**DESCRIPTION OF THE TASK**
Once the line with "target=understory plant" is found in the entries below, repeat it and each following line exactly, up to and including the line with "target=forest canopy". Add no other lines.

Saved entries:
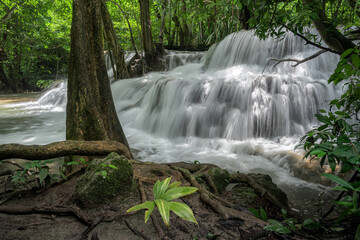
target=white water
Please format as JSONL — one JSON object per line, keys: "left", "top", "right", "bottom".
{"left": 0, "top": 30, "right": 340, "bottom": 209}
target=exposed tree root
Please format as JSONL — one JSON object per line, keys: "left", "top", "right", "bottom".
{"left": 171, "top": 165, "right": 269, "bottom": 227}
{"left": 81, "top": 216, "right": 104, "bottom": 240}
{"left": 0, "top": 205, "right": 92, "bottom": 225}
{"left": 125, "top": 219, "right": 151, "bottom": 240}
{"left": 0, "top": 140, "right": 132, "bottom": 161}
{"left": 230, "top": 173, "right": 290, "bottom": 213}
{"left": 172, "top": 165, "right": 230, "bottom": 219}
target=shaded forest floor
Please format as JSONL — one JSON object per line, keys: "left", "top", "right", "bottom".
{"left": 0, "top": 158, "right": 356, "bottom": 240}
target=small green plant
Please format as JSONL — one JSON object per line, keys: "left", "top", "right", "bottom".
{"left": 323, "top": 173, "right": 360, "bottom": 220}
{"left": 127, "top": 177, "right": 198, "bottom": 227}
{"left": 250, "top": 208, "right": 322, "bottom": 235}
{"left": 96, "top": 162, "right": 118, "bottom": 179}
{"left": 249, "top": 207, "right": 268, "bottom": 221}
{"left": 11, "top": 159, "right": 56, "bottom": 185}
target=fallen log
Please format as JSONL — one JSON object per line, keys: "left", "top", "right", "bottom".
{"left": 0, "top": 140, "right": 132, "bottom": 161}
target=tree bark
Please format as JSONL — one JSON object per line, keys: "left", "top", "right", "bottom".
{"left": 302, "top": 0, "right": 355, "bottom": 53}
{"left": 100, "top": 0, "right": 129, "bottom": 79}
{"left": 139, "top": 0, "right": 164, "bottom": 71}
{"left": 0, "top": 140, "right": 132, "bottom": 161}
{"left": 67, "top": 0, "right": 131, "bottom": 153}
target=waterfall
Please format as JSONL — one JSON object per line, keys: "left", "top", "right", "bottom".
{"left": 113, "top": 30, "right": 339, "bottom": 141}
{"left": 0, "top": 30, "right": 341, "bottom": 206}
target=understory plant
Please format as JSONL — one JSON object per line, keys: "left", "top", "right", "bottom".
{"left": 127, "top": 177, "right": 198, "bottom": 227}
{"left": 300, "top": 47, "right": 360, "bottom": 235}
{"left": 250, "top": 208, "right": 321, "bottom": 234}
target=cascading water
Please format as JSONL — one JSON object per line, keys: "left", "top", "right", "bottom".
{"left": 0, "top": 30, "right": 340, "bottom": 210}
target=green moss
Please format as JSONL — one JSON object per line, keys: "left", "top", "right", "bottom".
{"left": 74, "top": 152, "right": 133, "bottom": 208}
{"left": 233, "top": 184, "right": 258, "bottom": 204}
{"left": 209, "top": 167, "right": 230, "bottom": 194}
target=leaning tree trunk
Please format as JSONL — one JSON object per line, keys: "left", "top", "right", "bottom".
{"left": 67, "top": 0, "right": 130, "bottom": 152}
{"left": 302, "top": 0, "right": 355, "bottom": 53}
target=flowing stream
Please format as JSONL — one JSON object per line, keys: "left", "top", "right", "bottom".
{"left": 0, "top": 30, "right": 340, "bottom": 212}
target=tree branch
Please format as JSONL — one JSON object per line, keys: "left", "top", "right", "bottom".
{"left": 0, "top": 140, "right": 132, "bottom": 161}
{"left": 269, "top": 49, "right": 328, "bottom": 68}
{"left": 283, "top": 24, "right": 341, "bottom": 54}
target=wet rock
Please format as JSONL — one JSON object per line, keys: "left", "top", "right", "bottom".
{"left": 208, "top": 167, "right": 230, "bottom": 194}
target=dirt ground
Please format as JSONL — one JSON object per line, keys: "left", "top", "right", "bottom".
{"left": 0, "top": 160, "right": 356, "bottom": 240}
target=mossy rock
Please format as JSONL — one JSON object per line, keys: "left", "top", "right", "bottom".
{"left": 74, "top": 152, "right": 133, "bottom": 208}
{"left": 208, "top": 167, "right": 230, "bottom": 194}
{"left": 231, "top": 183, "right": 258, "bottom": 205}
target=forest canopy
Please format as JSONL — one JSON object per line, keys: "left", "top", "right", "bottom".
{"left": 0, "top": 0, "right": 359, "bottom": 93}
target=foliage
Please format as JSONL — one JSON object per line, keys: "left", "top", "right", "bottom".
{"left": 323, "top": 173, "right": 360, "bottom": 220}
{"left": 300, "top": 46, "right": 360, "bottom": 236}
{"left": 250, "top": 208, "right": 322, "bottom": 235}
{"left": 301, "top": 48, "right": 360, "bottom": 173}
{"left": 36, "top": 79, "right": 54, "bottom": 89}
{"left": 0, "top": 0, "right": 71, "bottom": 92}
{"left": 127, "top": 177, "right": 198, "bottom": 227}
{"left": 244, "top": 0, "right": 360, "bottom": 42}
{"left": 11, "top": 159, "right": 58, "bottom": 186}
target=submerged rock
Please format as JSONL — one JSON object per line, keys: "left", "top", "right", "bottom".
{"left": 74, "top": 152, "right": 133, "bottom": 208}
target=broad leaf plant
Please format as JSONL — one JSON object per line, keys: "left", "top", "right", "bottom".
{"left": 127, "top": 177, "right": 198, "bottom": 227}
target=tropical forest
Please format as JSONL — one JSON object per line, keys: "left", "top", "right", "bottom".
{"left": 0, "top": 0, "right": 359, "bottom": 239}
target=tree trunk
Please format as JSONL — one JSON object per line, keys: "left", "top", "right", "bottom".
{"left": 139, "top": 0, "right": 164, "bottom": 71}
{"left": 67, "top": 0, "right": 131, "bottom": 153}
{"left": 0, "top": 140, "right": 132, "bottom": 161}
{"left": 100, "top": 1, "right": 129, "bottom": 80}
{"left": 302, "top": 0, "right": 355, "bottom": 53}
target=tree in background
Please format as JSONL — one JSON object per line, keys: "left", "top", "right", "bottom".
{"left": 0, "top": 0, "right": 71, "bottom": 93}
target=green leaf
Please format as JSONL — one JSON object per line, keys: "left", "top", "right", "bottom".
{"left": 167, "top": 181, "right": 182, "bottom": 190}
{"left": 59, "top": 168, "right": 67, "bottom": 180}
{"left": 332, "top": 145, "right": 355, "bottom": 158}
{"left": 154, "top": 177, "right": 172, "bottom": 199}
{"left": 38, "top": 168, "right": 48, "bottom": 183}
{"left": 108, "top": 164, "right": 118, "bottom": 170}
{"left": 260, "top": 207, "right": 267, "bottom": 221}
{"left": 155, "top": 199, "right": 170, "bottom": 227}
{"left": 281, "top": 209, "right": 287, "bottom": 219}
{"left": 153, "top": 180, "right": 160, "bottom": 199}
{"left": 264, "top": 219, "right": 291, "bottom": 234}
{"left": 341, "top": 48, "right": 354, "bottom": 59}
{"left": 161, "top": 187, "right": 198, "bottom": 201}
{"left": 66, "top": 161, "right": 80, "bottom": 166}
{"left": 126, "top": 200, "right": 156, "bottom": 221}
{"left": 309, "top": 149, "right": 326, "bottom": 157}
{"left": 101, "top": 170, "right": 107, "bottom": 179}
{"left": 315, "top": 114, "right": 332, "bottom": 125}
{"left": 351, "top": 54, "right": 360, "bottom": 68}
{"left": 331, "top": 186, "right": 349, "bottom": 191}
{"left": 355, "top": 224, "right": 360, "bottom": 240}
{"left": 168, "top": 201, "right": 198, "bottom": 225}
{"left": 323, "top": 173, "right": 354, "bottom": 190}
{"left": 249, "top": 208, "right": 260, "bottom": 219}
{"left": 302, "top": 219, "right": 321, "bottom": 229}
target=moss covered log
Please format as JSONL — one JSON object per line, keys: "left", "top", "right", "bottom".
{"left": 0, "top": 140, "right": 132, "bottom": 160}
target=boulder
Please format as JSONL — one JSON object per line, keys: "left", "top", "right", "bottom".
{"left": 74, "top": 152, "right": 133, "bottom": 208}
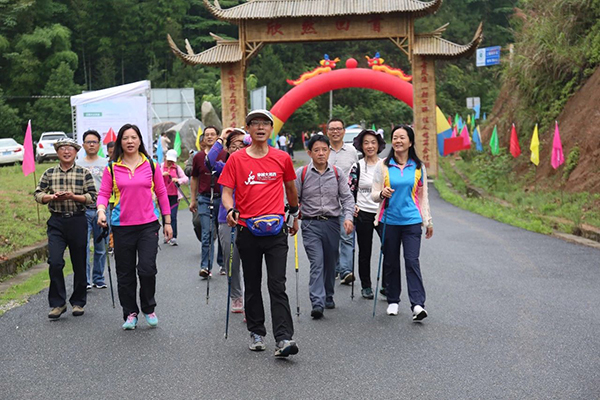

**ANSWER AREA**
target=understory plant
Please format as JSONL — one JSON object per line, keys: "left", "top", "right", "bottom".
{"left": 127, "top": 177, "right": 198, "bottom": 227}
{"left": 300, "top": 47, "right": 360, "bottom": 235}
{"left": 250, "top": 208, "right": 321, "bottom": 234}
target=cascading water
Please format as JSONL — one JSON object per line, keys: "left", "top", "right", "bottom".
{"left": 0, "top": 30, "right": 340, "bottom": 210}
target=green moss
Please format as JSONL — one JSON object per line, keys: "left", "top", "right", "bottom".
{"left": 74, "top": 152, "right": 133, "bottom": 208}
{"left": 233, "top": 184, "right": 258, "bottom": 204}
{"left": 209, "top": 167, "right": 230, "bottom": 194}
target=leaning tree trunk
Please format as JSONL — one JSON object per line, keys: "left", "top", "right", "bottom".
{"left": 67, "top": 0, "right": 130, "bottom": 152}
{"left": 302, "top": 0, "right": 355, "bottom": 53}
target=flowing stream
Please format as JSONL — one JSON object per line, keys: "left", "top", "right", "bottom".
{"left": 0, "top": 30, "right": 340, "bottom": 212}
target=tree branch
Please format as JSONL — one JSON object per line, keys: "left", "top", "right", "bottom".
{"left": 0, "top": 140, "right": 132, "bottom": 161}
{"left": 269, "top": 49, "right": 328, "bottom": 68}
{"left": 283, "top": 24, "right": 341, "bottom": 54}
target=wet rock
Please format as JSONL — one JSON object per line, keys: "left", "top", "right", "bottom".
{"left": 208, "top": 167, "right": 230, "bottom": 194}
target=dirt ground
Please format as JSONL — one JSON object per line, keys: "left", "top", "right", "bottom".
{"left": 0, "top": 160, "right": 356, "bottom": 240}
target=mossy rock
Please format as JSONL — one JSON object per line, keys: "left", "top", "right", "bottom".
{"left": 74, "top": 152, "right": 133, "bottom": 208}
{"left": 208, "top": 167, "right": 230, "bottom": 194}
{"left": 231, "top": 183, "right": 258, "bottom": 205}
target=forest canopy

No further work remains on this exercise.